----- Data records -----

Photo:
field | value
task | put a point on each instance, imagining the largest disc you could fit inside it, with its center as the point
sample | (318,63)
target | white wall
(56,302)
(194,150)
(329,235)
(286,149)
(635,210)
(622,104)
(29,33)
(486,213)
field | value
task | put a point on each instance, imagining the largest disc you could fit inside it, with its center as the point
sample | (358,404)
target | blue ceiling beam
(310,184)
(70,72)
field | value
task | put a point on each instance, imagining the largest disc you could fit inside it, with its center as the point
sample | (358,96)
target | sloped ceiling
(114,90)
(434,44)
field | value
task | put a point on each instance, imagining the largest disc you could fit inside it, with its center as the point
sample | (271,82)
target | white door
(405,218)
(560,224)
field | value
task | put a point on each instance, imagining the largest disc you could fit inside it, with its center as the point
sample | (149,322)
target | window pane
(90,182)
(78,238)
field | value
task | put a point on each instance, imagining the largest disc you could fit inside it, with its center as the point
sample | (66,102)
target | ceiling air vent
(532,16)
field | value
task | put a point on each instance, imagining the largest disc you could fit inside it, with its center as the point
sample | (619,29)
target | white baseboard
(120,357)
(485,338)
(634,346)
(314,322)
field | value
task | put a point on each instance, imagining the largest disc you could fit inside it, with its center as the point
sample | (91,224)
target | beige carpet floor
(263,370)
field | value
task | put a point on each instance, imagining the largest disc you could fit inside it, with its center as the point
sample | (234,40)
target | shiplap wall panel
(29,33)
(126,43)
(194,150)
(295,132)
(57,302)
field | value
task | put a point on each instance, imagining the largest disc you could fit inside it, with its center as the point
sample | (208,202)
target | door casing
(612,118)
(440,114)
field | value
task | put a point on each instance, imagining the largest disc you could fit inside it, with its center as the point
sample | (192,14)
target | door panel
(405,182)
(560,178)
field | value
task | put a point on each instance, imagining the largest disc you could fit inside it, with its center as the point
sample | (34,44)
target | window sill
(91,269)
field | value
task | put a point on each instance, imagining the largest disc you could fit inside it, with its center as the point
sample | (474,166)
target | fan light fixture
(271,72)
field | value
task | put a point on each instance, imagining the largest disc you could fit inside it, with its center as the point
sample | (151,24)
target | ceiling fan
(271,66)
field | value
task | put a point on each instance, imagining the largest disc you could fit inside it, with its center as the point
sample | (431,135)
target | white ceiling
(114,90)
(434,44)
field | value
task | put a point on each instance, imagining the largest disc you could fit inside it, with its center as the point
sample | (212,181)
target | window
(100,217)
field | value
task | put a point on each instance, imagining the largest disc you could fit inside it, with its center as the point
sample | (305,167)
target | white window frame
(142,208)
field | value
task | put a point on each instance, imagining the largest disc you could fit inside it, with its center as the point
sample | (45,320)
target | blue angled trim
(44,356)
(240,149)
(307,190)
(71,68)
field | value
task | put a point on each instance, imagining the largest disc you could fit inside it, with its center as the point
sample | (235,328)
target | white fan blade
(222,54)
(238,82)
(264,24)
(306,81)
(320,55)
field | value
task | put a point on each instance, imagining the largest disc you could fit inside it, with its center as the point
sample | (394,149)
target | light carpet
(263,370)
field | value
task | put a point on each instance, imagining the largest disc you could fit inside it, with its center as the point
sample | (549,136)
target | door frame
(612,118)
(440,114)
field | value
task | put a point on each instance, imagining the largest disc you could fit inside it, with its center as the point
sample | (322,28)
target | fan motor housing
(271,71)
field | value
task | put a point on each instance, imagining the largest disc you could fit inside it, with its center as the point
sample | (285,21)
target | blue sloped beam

-----

Find each line in the records above that contains the word "white" and copy those lines out.

target | white wall
target | white door
target | white baseboard
target | white ceiling
target | white window frame
target | white fan blade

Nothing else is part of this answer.